— Document text —
════════════════

Scholar to speak on 'Fertility, Medicine and the Divine'

Poised at the intersection of the sciences and humanities, Rebecca Flemming, professor of ancient history at the University of Cambridge, a cutting-edge theorist and historian of gender and social history with a specialty in ancient medicine, will give the fourth Cornell College of Arts and Sciences Humanities Lecture, "Fertility, Medicine and the Divine in the Classical World."

The talk, slated for Aug. 31 at 4:30 p.m. in Goldwin Smith Hall's Hollis E. Cornell Auditorium, will be followed by a reception at the A.D. White House. Both events are free and open to the public.

The lecture draws on Flemming's work on reproduction and generation in the Western world, from antiquity to the present, from historical work on the social conception of fertility in antiquity to the social and medical innovations brought about by such modern technologies as in vitro fertilization treatments.

Flemming's research treats the relationship between historical scholarship and modern theory and investigation as a two-way process. In one groundbreaking study, she used contemporary work on prostitution in Nairobi to reconstruct the actual function of sex as an economic practice in Roman antiquity. In another paper, published in Economy and Society, she identified a trend in contemporary social attitudes toward suicide and euthanasia by reference to a similar phenomenon in the Roman Empire.

"Professor Flemming has an extraordinary intellectual vitality and reach," says Charles Brittain, chair of Cornell's Department of Classics.

More recently, Flemming's work has focused on the social implications of the practices, institutions and epistemologies of medicine in the Roman Empire. She is the author of "Medicine and the Making of Roman Women: Gender, Nature, and Authority from Celsus to Galen," in which she surveyed the entire range of ancient medical thought in the period to locate the "apparatus" of gender in the conceptualization of the female body and mind. Brittain calls her book "a tour de force of accessible and feminist-informed historical scholarship."

Flemming, who received her Ph.D. in ancient history from the University of London, is the recipient of numerous honors, including a fellowship at the Center for Hellenic Studies in Washington, the Philip Leverhulme Prize and the Norman H. Baynes Prize from the University of London.

The Arts and Sciences Humanities Lectures are presented with support from the Office of the President and the College of Arts and Sciences.

Linda Glaser is a staff writer for the College of Arts and Sciences.

════════════════

— Task statement —
From the lecture announcement, extract the passage that begins at the words "Scholar to speak" and stops after the words "to the public.". Rely only on the lecture announcement above.

════════════════

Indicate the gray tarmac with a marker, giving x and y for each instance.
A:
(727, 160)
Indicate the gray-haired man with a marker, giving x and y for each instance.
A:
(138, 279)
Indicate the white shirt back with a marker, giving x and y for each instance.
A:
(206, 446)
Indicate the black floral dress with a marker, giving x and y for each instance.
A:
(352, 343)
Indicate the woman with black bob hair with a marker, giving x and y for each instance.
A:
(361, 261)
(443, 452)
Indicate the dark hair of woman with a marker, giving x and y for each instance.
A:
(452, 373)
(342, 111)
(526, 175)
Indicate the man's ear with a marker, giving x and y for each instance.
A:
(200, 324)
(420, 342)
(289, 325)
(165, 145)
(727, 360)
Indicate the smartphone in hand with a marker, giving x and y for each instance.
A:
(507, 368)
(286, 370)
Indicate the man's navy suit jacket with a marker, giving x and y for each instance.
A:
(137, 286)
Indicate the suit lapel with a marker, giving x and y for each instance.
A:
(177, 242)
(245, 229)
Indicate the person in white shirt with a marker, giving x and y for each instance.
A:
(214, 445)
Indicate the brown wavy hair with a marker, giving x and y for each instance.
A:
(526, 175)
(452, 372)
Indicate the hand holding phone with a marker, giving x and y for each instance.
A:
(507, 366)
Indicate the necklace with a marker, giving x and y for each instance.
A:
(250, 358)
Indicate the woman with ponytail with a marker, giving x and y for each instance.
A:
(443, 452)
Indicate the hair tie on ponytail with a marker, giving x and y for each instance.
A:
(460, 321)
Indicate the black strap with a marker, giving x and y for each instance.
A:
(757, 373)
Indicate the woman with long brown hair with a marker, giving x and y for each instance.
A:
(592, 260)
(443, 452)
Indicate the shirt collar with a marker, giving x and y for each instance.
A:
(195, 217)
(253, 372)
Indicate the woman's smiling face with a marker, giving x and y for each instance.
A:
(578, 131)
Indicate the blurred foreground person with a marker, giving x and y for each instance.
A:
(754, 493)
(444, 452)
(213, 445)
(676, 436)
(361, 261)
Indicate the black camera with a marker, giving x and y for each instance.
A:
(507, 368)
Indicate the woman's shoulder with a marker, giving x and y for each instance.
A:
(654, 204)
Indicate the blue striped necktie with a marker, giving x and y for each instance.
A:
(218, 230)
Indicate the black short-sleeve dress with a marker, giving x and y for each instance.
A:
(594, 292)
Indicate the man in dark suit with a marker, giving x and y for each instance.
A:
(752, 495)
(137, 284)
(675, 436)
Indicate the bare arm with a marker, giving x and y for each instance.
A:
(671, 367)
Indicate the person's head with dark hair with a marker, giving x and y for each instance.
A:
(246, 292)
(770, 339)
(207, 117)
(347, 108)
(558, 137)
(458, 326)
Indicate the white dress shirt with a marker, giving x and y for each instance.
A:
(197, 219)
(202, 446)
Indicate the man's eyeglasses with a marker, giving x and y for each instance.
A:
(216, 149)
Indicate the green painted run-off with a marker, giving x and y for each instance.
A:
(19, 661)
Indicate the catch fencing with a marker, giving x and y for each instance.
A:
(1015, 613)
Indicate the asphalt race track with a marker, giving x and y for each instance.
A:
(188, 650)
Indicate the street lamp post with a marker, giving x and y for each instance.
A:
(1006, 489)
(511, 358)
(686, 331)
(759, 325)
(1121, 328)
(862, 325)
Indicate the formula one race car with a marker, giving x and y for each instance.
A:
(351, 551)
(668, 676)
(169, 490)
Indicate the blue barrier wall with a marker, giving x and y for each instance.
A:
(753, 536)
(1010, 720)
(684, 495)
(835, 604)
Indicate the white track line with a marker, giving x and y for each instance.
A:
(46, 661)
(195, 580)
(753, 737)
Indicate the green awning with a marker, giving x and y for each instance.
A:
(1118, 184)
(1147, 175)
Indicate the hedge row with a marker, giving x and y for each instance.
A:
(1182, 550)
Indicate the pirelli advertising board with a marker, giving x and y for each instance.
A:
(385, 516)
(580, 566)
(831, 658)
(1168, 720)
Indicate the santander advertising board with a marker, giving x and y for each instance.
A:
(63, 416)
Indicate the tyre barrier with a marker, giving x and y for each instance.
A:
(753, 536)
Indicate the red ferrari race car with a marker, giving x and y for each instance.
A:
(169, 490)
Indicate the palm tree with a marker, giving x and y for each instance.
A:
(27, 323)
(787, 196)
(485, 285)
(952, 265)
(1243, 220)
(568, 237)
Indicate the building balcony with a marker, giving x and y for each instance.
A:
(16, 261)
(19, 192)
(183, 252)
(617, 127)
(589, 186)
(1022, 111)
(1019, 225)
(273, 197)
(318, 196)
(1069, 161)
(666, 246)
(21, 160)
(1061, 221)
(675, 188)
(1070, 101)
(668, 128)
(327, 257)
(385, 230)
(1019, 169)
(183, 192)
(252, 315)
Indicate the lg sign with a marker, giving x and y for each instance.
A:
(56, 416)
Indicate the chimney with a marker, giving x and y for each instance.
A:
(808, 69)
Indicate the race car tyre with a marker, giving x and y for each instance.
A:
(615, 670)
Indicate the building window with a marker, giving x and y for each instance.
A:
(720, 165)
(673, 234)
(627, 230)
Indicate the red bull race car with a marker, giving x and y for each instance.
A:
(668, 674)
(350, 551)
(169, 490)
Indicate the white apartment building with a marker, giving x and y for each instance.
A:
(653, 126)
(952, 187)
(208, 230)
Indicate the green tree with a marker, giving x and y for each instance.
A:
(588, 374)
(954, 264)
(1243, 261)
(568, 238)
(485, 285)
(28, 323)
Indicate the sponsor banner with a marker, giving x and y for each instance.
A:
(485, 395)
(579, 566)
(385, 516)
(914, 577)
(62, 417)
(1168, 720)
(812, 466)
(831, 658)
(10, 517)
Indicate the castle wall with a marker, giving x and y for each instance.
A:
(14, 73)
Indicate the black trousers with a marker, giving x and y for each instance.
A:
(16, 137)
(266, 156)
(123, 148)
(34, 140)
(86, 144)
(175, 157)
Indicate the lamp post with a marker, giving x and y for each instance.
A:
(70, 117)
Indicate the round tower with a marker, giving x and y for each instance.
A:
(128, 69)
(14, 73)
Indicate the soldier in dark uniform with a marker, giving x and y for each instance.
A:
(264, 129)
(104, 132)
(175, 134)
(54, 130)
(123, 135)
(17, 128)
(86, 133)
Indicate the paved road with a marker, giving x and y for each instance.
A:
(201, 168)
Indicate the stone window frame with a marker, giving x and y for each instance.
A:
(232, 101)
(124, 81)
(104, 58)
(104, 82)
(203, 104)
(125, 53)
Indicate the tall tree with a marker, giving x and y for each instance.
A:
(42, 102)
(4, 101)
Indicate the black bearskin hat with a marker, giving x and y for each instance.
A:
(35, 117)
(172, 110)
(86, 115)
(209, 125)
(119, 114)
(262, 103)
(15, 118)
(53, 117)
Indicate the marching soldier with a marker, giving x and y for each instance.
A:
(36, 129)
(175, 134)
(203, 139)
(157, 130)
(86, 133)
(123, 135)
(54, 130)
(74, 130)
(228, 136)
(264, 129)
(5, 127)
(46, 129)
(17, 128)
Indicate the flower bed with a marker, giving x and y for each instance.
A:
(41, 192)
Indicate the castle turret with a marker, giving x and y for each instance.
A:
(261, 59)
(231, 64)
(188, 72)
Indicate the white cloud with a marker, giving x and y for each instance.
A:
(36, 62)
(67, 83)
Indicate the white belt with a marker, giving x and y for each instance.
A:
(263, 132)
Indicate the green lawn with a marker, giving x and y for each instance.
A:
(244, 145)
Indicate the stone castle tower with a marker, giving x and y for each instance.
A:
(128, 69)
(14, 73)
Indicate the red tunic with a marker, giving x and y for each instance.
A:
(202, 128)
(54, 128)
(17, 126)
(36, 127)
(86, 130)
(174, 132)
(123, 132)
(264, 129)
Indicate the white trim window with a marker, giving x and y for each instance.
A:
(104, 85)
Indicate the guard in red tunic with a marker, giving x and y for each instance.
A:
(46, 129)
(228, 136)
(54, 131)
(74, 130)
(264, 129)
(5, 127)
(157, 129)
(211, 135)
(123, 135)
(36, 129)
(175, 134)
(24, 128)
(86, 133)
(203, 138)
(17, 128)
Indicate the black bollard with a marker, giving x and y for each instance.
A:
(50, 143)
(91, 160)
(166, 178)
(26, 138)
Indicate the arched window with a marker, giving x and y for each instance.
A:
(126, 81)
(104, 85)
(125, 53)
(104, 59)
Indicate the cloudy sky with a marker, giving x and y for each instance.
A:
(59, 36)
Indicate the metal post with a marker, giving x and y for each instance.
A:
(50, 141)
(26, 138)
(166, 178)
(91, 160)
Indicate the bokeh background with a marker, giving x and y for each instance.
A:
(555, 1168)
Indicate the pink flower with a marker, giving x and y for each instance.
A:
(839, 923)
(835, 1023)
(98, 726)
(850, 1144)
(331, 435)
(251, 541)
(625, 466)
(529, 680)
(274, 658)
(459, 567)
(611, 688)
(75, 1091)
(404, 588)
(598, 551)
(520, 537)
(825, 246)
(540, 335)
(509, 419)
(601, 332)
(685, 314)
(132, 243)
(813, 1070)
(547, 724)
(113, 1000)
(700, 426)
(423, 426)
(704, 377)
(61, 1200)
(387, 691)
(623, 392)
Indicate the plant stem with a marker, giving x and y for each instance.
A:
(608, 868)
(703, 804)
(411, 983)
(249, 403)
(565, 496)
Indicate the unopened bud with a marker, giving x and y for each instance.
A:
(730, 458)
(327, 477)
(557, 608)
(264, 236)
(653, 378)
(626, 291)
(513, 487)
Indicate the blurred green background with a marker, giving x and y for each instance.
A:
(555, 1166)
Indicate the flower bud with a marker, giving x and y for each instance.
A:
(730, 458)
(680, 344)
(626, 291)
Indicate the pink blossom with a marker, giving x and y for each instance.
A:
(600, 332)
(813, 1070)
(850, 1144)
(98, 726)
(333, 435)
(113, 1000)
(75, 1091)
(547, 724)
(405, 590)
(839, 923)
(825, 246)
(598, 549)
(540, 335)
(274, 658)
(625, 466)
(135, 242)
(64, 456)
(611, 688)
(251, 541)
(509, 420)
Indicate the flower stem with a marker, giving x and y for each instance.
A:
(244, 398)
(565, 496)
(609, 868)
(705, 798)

════════════════

— Output of the task —
Scholar to speak on 'Fertility, Medicine and the Divine'

Poised at the intersection of the sciences and humanities, Rebecca Flemming, professor of ancient history at the University of Cambridge, a cutting-edge theorist and historian of gender and social history with a specialty in ancient medicine, will give the fourth Cornell College of Arts and Sciences Humanities Lecture, "Fertility, Medicine and the Divine in the Classical World."

The talk, slated for Aug. 31 at 4:30 p.m. in Goldwin Smith Hall's Hollis E. Cornell Auditorium, will be followed by a reception at the A.D. White House. Both events are free and open to the public.